==== Data to use ====

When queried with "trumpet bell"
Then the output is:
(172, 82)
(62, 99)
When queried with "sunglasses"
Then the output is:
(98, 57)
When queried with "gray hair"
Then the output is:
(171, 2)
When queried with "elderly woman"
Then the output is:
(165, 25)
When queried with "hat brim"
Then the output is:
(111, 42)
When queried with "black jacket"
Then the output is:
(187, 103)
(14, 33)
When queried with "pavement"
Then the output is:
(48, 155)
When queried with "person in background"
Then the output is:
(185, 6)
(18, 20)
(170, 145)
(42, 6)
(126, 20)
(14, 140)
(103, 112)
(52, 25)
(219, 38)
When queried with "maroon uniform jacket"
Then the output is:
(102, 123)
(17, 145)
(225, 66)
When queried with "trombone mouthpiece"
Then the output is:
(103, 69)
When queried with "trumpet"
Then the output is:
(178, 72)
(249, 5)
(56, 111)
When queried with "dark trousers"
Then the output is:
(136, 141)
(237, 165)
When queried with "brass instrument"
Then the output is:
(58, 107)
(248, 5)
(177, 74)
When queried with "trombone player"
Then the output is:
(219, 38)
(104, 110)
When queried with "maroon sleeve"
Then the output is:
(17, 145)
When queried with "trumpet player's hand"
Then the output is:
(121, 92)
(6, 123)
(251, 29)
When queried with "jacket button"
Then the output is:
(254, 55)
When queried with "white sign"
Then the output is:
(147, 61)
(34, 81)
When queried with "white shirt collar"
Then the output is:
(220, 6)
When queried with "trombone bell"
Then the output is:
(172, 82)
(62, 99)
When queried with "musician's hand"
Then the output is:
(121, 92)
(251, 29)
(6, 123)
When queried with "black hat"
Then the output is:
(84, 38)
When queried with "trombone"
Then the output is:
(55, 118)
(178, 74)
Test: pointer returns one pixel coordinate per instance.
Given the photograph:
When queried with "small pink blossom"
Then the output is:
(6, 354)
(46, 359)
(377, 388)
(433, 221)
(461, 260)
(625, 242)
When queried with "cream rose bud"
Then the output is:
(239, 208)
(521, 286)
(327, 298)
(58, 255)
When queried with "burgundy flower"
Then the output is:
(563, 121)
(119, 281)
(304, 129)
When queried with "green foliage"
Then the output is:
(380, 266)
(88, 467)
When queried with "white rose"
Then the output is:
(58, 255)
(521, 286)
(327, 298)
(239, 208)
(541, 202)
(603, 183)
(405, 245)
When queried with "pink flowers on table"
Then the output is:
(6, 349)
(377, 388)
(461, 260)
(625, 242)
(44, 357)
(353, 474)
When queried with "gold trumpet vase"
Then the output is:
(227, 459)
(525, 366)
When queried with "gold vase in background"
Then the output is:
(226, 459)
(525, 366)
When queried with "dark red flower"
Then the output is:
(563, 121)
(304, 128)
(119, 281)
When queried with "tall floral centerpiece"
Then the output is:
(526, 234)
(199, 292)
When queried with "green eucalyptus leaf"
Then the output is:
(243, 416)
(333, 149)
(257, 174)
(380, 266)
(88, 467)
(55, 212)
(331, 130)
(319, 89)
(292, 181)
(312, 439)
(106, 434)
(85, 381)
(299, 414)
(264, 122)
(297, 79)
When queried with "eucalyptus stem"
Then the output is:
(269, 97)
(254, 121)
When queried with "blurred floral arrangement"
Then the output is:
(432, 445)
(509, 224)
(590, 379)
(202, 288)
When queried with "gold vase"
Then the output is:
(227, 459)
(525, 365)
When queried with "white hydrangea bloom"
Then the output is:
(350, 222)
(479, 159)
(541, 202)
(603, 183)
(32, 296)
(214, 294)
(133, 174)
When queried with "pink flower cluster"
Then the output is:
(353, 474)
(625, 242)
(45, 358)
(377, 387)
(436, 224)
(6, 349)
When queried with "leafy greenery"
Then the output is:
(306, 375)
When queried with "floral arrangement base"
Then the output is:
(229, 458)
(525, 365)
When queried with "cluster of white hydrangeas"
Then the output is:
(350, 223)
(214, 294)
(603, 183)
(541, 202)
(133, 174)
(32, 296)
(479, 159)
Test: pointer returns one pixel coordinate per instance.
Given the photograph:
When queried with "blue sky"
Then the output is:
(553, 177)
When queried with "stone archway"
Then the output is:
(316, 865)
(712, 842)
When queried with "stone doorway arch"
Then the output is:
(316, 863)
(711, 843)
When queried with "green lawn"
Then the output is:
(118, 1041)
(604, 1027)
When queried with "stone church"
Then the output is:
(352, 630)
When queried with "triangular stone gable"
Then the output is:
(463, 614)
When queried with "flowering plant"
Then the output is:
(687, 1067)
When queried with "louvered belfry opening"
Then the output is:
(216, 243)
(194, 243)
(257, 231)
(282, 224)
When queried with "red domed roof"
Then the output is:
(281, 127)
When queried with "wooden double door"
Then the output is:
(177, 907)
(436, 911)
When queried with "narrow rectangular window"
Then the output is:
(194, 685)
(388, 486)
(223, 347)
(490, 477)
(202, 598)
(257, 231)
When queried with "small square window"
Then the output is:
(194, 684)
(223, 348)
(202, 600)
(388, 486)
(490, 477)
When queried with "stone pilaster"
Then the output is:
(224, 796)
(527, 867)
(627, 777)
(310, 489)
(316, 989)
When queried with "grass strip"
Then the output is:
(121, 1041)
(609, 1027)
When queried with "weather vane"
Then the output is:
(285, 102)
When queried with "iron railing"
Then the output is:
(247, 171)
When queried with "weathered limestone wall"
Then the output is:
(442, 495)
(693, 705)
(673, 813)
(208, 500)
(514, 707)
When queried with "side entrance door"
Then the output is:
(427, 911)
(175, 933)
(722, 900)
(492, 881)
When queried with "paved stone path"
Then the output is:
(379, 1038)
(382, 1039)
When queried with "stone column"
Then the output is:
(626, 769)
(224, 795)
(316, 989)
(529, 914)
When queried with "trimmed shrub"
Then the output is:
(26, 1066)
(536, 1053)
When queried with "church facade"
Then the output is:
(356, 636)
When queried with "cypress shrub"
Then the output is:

====

• _Exercise aim_:
Please output the entire listing exactly as it stands.

• _Exercise answer_:
When queried with "trumpet bell"
Then the output is:
(172, 82)
(62, 99)
When queried with "sunglasses"
Then the output is:
(98, 57)
When queried with "gray hair"
Then the output is:
(171, 2)
When queried with "elderly woman"
Then the output is:
(165, 25)
When queried with "hat brim"
Then the output is:
(111, 42)
When queried with "black jacket"
Then the output is:
(187, 103)
(14, 33)
When queried with "pavement"
Then the output is:
(48, 155)
When queried with "person in background"
Then the output is:
(185, 6)
(18, 20)
(170, 145)
(42, 6)
(126, 20)
(14, 140)
(103, 112)
(52, 25)
(219, 38)
When queried with "maroon uniform jacket"
Then the output is:
(102, 123)
(17, 145)
(225, 66)
When queried with "trombone mouthpiece"
Then the output is:
(103, 69)
When queried with "trumpet"
Then the output is:
(178, 72)
(249, 5)
(56, 111)
When queried with "dark trousers"
Then the output is:
(136, 141)
(237, 165)
When queried with "brass instrument"
Then the output is:
(58, 107)
(248, 5)
(177, 74)
When queried with "trombone player"
Then the output is:
(219, 38)
(104, 110)
When queried with "maroon sleeve"
Then the output is:
(17, 145)
When queried with "trumpet player's hand"
Then the output is:
(121, 92)
(6, 123)
(251, 29)
When queried with "jacket button"
Then the output is:
(254, 55)
When queried with "white sign"
Then the output is:
(147, 61)
(34, 81)
When queried with "white shirt collar"
Then the output is:
(220, 6)
When queried with "trombone bell"
Then the output is:
(172, 82)
(62, 99)
When queried with "musician's hand"
Then the output is:
(121, 92)
(251, 29)
(6, 123)
When queried with "black hat"
Then the output is:
(84, 38)
When queried with "trombone"
Then the output is:
(55, 118)
(178, 74)
Test: pointer returns one pixel coordinate per instance.
Given the photograph:
When queried with "small pink blossom"
Then the output is:
(6, 354)
(46, 359)
(377, 388)
(433, 221)
(461, 260)
(625, 242)
When queried with "cream rose bud"
Then the output is:
(239, 208)
(521, 286)
(327, 298)
(58, 255)
When queried with "burgundy flower"
Then the output is:
(563, 121)
(119, 281)
(304, 129)
When queried with "green foliage"
Then the output is:
(380, 266)
(88, 467)
When queried with "white rose"
Then the output is:
(58, 255)
(521, 286)
(327, 298)
(239, 208)
(541, 202)
(603, 183)
(405, 245)
When queried with "pink flowers on table"
Then the output is:
(6, 349)
(377, 388)
(461, 260)
(625, 242)
(44, 357)
(353, 474)
When queried with "gold trumpet vase"
Then the output is:
(227, 459)
(525, 366)
When queried with "gold vase in background"
Then the output is:
(226, 459)
(525, 366)
When queried with "dark red flower"
Then the output is:
(563, 121)
(304, 128)
(119, 281)
When queried with "tall floral centerpiece"
Then the output is:
(526, 234)
(199, 292)
When queried with "green eucalyptus leaf"
Then the output is:
(243, 416)
(333, 149)
(257, 174)
(380, 266)
(88, 467)
(55, 212)
(331, 130)
(319, 89)
(292, 181)
(312, 439)
(106, 434)
(85, 381)
(299, 414)
(264, 122)
(297, 79)
When queried with "eucalyptus stem"
Then the output is:
(269, 97)
(254, 121)
When queried with "blurred floral arrangement"
Then the output is:
(432, 445)
(509, 224)
(590, 379)
(202, 288)
When queried with "gold vase"
Then the output is:
(227, 459)
(525, 365)
When queried with "white hydrangea bloom"
Then the output is:
(350, 222)
(479, 159)
(541, 202)
(603, 183)
(32, 296)
(214, 294)
(133, 174)
When queried with "pink flower cluster"
Then the output is:
(353, 474)
(625, 242)
(45, 358)
(377, 387)
(436, 224)
(6, 349)
When queried with "leafy greenery"
Then the output is:
(306, 375)
When queried with "floral arrangement base"
Then the output is:
(229, 458)
(525, 365)
When queried with "cluster of white hydrangeas"
Then the output is:
(350, 223)
(214, 294)
(603, 183)
(541, 202)
(133, 174)
(32, 296)
(479, 159)
Test: pointer returns one pixel coordinate per instance.
Given the photograph:
When queried with "blue sky"
Then the output is:
(553, 177)
When queried with "stone archway"
Then the output is:
(316, 865)
(712, 842)
When queried with "stone doorway arch"
Then the output is:
(316, 863)
(711, 843)
When queried with "green lawn"
Then the output is:
(118, 1041)
(604, 1027)
When queried with "stone church"
Then the output is:
(352, 630)
When queried with "triangular stone gable"
Then the output is:
(463, 614)
When queried with "flowering plant"
Then the output is:
(687, 1067)
When queried with "louvered belfry opening"
Then the output is:
(216, 243)
(194, 243)
(257, 231)
(282, 224)
When queried with "red domed roof"
Then the output is:
(281, 127)
When queried with "wooden double door"
Then the output is:
(177, 907)
(436, 911)
When queried with "narrow rectangular window"
Then the output is:
(194, 685)
(388, 486)
(223, 347)
(490, 477)
(202, 598)
(257, 231)
When queried with "small square window"
Then the output is:
(194, 684)
(223, 348)
(202, 600)
(388, 486)
(490, 477)
When queried with "stone pilaster"
Then the output is:
(224, 796)
(527, 867)
(627, 777)
(310, 489)
(316, 989)
When queried with "grass strip"
Then the output is:
(121, 1041)
(609, 1027)
When queried with "weather vane"
Then the output is:
(285, 102)
When queried with "iron railing"
Then the output is:
(247, 171)
When queried with "weathered limestone wall"
Then the output is:
(442, 495)
(693, 705)
(673, 813)
(208, 500)
(514, 707)
When queried with "side entrance door"
Then the output is:
(427, 911)
(175, 933)
(722, 900)
(492, 881)
When queried with "paved stone path"
Then the output is:
(379, 1038)
(382, 1039)
When queried with "stone column"
Then the output is:
(626, 769)
(224, 795)
(316, 989)
(529, 914)
When queried with "trimmed shrub"
Then the output is:
(26, 1066)
(536, 1053)
When queried with "church facade"
Then the output is:
(356, 636)
When queried with "cypress shrub"
Then the output is:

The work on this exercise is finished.